**Extract provided**
☆ ☆ ☆

CHARLOTTE, N.C. — Charlotte faced another tense night of protests with an increased threat to police and demonstrators.
The protest was over the death of 46-year-old George Floyd, a black man who died at the hands of the Minneapolis police after being detained for questioning regarding a possible forgery in progress.
The officer who arrested Floyd, Derek Chauvin, was fired and charged with third-degree murder and manslaughter. The three other officers involved in Floyd’s death were also fired, but no charges have been filed against them at this point.
The protests started around noon Saturday.
CMPD said a group of around 100 demonstrators began to peacefully assemble at the department’s headquarters and officers were able to intermingle and have constructive conversations with community members.
Later in the evening, protesters started blocking traffic on Interstate 277 in uptown.
Police were able to peacefully get people off the interstate. Shortly after that, Channel 9 crews captured a powerful moment of hope when for some reason a protester fell ill and others came and prayed with him. They also prayed for the police.
However, not long after, the situation deteriorated.
People ran at police headquarters after officers used a chemical agent to try to break up the crowd. Over a loudspeaker, we heard police saying they were responding to violence against officers.
“Individuals in the crowd are continuing to throw items at officers. For that reason, you are ordered to leave the area,” officers said.
Throughout the course of the evening, CMPD said between 50 and 75 protesters threw rocks, explosives and other items at officers, police property and into community businesses.
Two officers were taken to the hospital after they were injured during the protests, but they are both expected to be OK.
Still, first responders protected protesters from danger. Around 11:30 p.m. Saturday, a protester fell into a sewer grate and Charlotte firefighters came to rescue that protester.
CMPD reports a group of protesters threw rocks at the firefighters, but 20 minutes later, rescuers were able to take the protester to the hospital for medical treatment.
Even though some protesters acted aggressively, Channel 9′s veteran crime reporter Mark Becker spoke with protesters who want to see this play out peacefully.
“I agree with them. You have a right to protest," one protester said. "But if you don’t have an idea of what I’m protesting for, what I want, see I’m protesting because this is what I wanna see change. I’m protesting because I have specifics on what I want. There’s no specifics on what they want. It’s rage and I understand it. I understand rage. But rage needs to be channeled.”
Charlotte-Mecklenburg police arrested 30 people and found at least six handguns and rifles in possession illegally.
Officials said there were a variety of charges such as assault on a government official, failure to disperse, breaking and entering, possession of a dangerous weapon at a demonstration and disorderly conduct.
Late Saturday night, CMPD Chief Kerr Putney responded to the violence against his officers.
He said, "We are going to establish order after our officers have been assaulted. We have not been aggressive. We are responding to aggression. We owe it to all members of this community to continue this heroic work. We have done a fantastic job de-escalating situations and I’m proud of our officers work.

☆ ☆ ☆

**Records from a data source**
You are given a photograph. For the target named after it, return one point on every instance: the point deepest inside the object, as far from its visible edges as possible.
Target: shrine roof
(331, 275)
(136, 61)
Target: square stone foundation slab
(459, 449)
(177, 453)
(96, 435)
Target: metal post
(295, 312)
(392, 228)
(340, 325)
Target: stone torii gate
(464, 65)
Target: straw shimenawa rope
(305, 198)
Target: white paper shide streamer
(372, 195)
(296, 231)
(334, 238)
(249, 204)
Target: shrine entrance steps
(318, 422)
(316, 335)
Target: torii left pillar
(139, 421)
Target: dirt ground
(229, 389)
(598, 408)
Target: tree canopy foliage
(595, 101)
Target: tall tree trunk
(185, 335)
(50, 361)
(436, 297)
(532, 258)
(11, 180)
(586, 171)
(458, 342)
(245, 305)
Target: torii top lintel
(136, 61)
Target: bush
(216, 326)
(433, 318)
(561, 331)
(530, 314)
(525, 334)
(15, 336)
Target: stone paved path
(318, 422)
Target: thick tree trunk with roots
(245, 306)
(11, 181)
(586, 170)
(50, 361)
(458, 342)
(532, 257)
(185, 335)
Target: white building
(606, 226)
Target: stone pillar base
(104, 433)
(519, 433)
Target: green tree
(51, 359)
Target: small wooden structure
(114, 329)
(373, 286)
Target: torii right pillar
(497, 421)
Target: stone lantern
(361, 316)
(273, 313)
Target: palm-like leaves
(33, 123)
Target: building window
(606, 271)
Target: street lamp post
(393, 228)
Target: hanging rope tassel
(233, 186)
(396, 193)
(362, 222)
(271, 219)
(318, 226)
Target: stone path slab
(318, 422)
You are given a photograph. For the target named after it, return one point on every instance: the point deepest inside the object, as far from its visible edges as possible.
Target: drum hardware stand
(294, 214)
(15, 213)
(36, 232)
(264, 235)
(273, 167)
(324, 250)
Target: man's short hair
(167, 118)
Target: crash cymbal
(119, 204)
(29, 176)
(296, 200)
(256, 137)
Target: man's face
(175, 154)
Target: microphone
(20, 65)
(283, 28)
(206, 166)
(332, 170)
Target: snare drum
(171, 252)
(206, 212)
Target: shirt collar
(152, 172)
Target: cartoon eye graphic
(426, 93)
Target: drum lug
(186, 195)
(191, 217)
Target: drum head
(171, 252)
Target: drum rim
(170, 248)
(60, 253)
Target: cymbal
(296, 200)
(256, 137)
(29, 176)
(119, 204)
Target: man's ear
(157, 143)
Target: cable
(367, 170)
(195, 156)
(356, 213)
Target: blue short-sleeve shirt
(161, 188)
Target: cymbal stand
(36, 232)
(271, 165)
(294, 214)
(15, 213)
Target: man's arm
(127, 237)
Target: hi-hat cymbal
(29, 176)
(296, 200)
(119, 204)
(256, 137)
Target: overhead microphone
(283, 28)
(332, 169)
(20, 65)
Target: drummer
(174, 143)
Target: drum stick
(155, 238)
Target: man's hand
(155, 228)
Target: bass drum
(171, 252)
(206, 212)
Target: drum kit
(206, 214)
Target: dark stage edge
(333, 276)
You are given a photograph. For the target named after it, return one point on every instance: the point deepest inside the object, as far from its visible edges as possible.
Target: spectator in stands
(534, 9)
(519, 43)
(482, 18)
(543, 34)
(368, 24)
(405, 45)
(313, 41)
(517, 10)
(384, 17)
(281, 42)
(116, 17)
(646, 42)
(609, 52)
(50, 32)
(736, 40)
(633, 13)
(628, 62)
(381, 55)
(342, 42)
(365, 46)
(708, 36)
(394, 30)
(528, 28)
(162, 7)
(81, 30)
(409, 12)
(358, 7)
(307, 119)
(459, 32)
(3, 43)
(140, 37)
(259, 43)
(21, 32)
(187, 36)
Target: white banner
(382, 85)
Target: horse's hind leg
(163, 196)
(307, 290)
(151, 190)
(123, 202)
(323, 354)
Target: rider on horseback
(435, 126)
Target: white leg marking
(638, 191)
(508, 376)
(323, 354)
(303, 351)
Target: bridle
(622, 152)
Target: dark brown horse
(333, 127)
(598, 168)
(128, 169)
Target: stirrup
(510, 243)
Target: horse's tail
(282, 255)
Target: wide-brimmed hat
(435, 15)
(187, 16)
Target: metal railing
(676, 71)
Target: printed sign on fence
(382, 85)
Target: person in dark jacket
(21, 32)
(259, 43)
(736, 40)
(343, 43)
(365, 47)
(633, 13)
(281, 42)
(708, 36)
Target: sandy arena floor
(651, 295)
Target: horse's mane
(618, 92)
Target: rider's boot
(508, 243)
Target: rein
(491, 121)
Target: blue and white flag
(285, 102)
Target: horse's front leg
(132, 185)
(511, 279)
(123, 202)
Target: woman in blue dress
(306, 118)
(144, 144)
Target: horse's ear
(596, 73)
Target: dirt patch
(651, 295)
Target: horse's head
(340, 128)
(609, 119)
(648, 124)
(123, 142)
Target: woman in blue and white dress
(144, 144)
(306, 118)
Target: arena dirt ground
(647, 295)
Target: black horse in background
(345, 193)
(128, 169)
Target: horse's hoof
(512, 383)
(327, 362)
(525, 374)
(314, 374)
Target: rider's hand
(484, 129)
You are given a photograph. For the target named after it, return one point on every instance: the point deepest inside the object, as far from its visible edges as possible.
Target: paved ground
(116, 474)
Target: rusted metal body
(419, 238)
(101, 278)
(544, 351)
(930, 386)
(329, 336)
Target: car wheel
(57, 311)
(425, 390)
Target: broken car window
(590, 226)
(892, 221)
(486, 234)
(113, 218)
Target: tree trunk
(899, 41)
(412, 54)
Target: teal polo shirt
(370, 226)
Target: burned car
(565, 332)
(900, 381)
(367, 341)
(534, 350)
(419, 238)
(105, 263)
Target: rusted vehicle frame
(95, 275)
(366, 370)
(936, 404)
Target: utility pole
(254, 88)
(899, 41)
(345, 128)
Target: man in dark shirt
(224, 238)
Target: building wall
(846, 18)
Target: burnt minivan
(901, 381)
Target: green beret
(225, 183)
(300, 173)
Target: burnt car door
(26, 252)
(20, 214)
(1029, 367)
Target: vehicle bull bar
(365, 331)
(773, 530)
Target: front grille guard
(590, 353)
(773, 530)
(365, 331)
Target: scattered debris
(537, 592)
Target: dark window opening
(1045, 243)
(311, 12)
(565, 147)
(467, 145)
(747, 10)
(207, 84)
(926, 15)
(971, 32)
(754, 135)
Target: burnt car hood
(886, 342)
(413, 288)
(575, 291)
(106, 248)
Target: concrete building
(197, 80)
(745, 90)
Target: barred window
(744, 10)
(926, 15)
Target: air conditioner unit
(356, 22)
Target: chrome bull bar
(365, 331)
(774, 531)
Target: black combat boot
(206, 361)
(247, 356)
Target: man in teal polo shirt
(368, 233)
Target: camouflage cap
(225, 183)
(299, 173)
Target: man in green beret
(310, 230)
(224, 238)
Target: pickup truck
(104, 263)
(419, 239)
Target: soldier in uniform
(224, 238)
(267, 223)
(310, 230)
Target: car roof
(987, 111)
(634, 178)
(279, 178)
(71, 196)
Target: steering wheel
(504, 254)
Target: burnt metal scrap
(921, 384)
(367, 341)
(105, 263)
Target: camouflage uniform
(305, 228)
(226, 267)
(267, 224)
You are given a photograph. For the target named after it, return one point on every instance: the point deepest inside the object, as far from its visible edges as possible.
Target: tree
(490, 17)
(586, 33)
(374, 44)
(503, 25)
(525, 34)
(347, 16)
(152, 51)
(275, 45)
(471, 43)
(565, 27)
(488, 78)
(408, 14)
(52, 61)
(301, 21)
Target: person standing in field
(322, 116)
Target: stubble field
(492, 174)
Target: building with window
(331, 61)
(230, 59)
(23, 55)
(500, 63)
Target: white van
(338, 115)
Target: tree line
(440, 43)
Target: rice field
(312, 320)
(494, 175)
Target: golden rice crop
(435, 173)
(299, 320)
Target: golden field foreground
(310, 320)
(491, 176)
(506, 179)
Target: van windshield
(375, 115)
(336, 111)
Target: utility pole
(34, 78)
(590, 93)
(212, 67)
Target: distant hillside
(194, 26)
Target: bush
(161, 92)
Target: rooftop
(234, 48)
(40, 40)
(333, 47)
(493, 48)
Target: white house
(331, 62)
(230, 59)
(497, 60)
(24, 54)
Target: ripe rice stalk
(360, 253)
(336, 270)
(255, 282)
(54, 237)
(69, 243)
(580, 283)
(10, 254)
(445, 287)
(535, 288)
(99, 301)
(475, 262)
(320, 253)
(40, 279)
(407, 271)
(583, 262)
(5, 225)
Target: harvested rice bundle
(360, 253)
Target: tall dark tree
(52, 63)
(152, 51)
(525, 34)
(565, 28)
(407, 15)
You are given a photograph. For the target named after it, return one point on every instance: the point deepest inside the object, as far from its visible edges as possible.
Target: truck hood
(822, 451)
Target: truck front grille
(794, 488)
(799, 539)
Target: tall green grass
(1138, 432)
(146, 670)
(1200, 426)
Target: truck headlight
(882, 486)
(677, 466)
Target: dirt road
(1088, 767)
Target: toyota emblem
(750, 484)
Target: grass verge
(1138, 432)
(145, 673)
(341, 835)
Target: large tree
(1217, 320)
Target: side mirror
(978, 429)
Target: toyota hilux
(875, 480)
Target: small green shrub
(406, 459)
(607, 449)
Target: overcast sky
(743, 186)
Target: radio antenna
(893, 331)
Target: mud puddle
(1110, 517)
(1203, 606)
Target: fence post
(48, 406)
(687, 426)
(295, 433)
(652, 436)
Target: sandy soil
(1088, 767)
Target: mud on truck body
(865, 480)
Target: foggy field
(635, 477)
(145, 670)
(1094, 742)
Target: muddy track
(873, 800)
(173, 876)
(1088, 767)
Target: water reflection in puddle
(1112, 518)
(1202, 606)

☆ ☆ ☆

**Task requirements**
1. Answer these questions about the report on the Charlotte protests:
(a) About how many demonstrators first assembled at police headquarters?
(b) How many people did Charlotte-Mecklenburg police arrest?
(c) At about what time did a protester fall into a sewer grate?
2. Continue the report on the Charlotte protests from the point at which the text ends.

**Answers for this exercise**
1.
(a) Around 100
(b) 30
(c) Around 11:30 p.m. Saturday

2.
In a statement, CMPD expressed that the community’s vocie is important they will always work to protect it and facilitate peaceful and lawful protests.
“Our top priority is to keep the community safe, and we encourage the peaceful expression of every viewpoint, so all interactions are constructive. We will continue working with all our partners at the local, state, and federal levels to address community concerns and protect all who live in and visit our city.”
There are more protests scheduled for Sunday. One is being planned at First Ward Park in uptown by a group of churches.
It is called “It Ends Now.”
They said people raised concerns, wanting to know exactly who is organizing the event. The group posted more information hoping to be transparent.
Some in the area have been wondering if people from outside of Charlotte are busing people in to demonstrate.
City leaders addressed those rumors, saying it really doesn’t matter where the protesters are from.
“Inside, outside groups, it’s irrelevant as long as they stay peaceful,” CMPD Deputy Chief Jeff Estes said. “We welcome all. All citizens have a right to protest peacefully and get the word out with what changes they want affected. We support that right.”
Mayor Vi Lyles echoed that but added if protesters do come into the city to keep a few things in mind.
“We do ask people who come into our city to remind themselves that we are trying to build great neighborhoods that have justice in it and build opportunity,” Lyles said. “If you would take any of those values and honor it, then you would not be organizing in any a way to hurt or harm any of those efforts.”
Police also wanted to make it clear they aren’t against protesters. CMPD even tweeted a photo saying “Sometimes you need the big picture to put it in perspective. If you look, you might miss us and that’s the point. We’re right there beside you and in this together.”
Saturday afternoon, city and county leaders signed a State of Emergency after Friday night’s demonstrations turned violent.
Lyles said she is praying and hoping that peace will win over violence.
During Friday night’s protests, three CMPD officers were hurt and one of their stations along with several of their vehicles were damaged.
Police arrested 15 people Friday, including city councilman Braxton Winston for failing to disperse. He told Channel 9 he was originally at the demonstration with his kids.